**Try it:** Check every line of the data below for the string "blue", and copy the ones that hold it.

-.-.-

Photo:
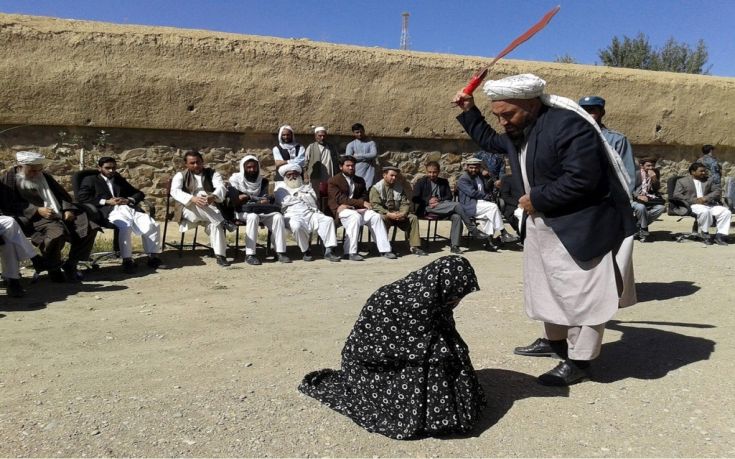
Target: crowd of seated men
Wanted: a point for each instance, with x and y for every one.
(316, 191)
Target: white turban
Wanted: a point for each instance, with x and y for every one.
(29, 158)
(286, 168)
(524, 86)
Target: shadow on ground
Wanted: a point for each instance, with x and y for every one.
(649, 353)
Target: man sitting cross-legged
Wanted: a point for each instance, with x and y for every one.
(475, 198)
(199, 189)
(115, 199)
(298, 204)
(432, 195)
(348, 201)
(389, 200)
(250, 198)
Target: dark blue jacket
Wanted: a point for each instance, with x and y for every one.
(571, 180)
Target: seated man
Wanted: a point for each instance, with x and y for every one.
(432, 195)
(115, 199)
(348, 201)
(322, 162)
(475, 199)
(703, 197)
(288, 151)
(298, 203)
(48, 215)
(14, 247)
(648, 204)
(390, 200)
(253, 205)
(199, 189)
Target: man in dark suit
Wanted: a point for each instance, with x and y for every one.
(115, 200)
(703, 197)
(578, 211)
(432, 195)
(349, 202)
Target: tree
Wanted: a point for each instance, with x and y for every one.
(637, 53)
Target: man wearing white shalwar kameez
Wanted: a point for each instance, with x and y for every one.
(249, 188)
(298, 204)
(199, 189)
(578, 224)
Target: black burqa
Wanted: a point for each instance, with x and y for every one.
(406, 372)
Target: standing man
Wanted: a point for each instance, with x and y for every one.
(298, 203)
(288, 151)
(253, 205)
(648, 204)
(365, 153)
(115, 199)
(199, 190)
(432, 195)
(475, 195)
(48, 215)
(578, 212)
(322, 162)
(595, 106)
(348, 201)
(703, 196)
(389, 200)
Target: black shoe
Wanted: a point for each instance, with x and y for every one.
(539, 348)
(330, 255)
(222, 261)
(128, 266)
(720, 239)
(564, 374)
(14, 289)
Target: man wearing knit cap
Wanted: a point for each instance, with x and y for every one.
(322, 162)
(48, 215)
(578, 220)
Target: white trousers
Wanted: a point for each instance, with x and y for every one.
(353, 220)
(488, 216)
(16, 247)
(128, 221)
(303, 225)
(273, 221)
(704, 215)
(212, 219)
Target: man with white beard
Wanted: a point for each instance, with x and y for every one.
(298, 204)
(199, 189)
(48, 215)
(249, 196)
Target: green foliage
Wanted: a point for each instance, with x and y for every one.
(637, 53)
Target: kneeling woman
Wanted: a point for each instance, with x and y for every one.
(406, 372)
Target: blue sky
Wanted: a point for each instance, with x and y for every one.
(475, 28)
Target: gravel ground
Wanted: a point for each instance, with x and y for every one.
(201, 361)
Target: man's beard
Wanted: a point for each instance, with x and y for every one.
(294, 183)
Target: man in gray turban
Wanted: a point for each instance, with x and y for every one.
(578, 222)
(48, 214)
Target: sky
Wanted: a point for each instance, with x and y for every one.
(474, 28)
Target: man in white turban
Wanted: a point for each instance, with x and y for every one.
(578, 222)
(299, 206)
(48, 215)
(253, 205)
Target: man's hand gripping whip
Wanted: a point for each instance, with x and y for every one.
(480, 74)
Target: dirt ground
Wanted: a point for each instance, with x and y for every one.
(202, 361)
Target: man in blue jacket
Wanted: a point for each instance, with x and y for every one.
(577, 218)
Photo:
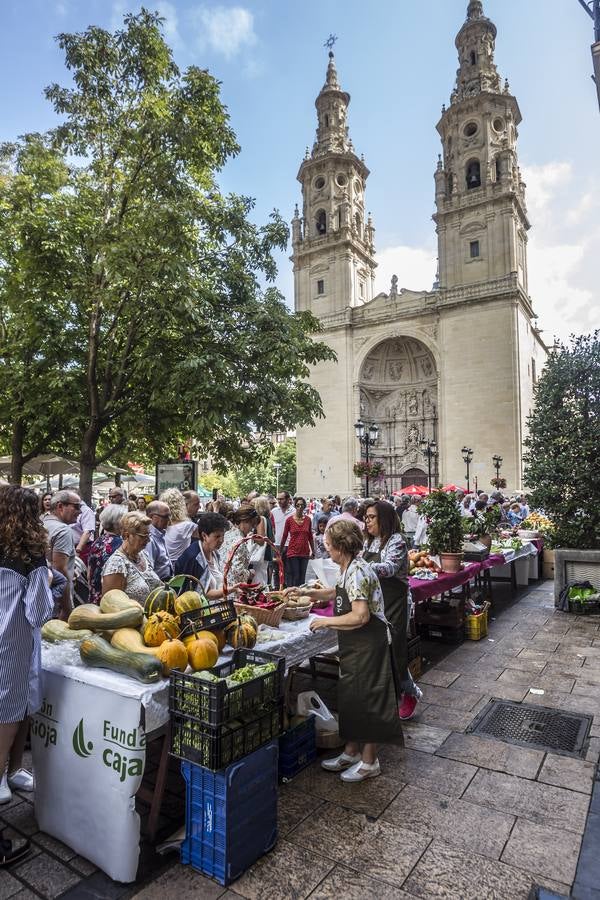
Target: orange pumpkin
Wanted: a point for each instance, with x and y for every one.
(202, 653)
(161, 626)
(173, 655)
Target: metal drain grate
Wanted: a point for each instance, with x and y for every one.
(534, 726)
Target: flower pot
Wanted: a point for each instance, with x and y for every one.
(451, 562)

-.-.-

**Your solution:**
Target: dark blue jacket
Target: blue sky
Target: man in blue jacket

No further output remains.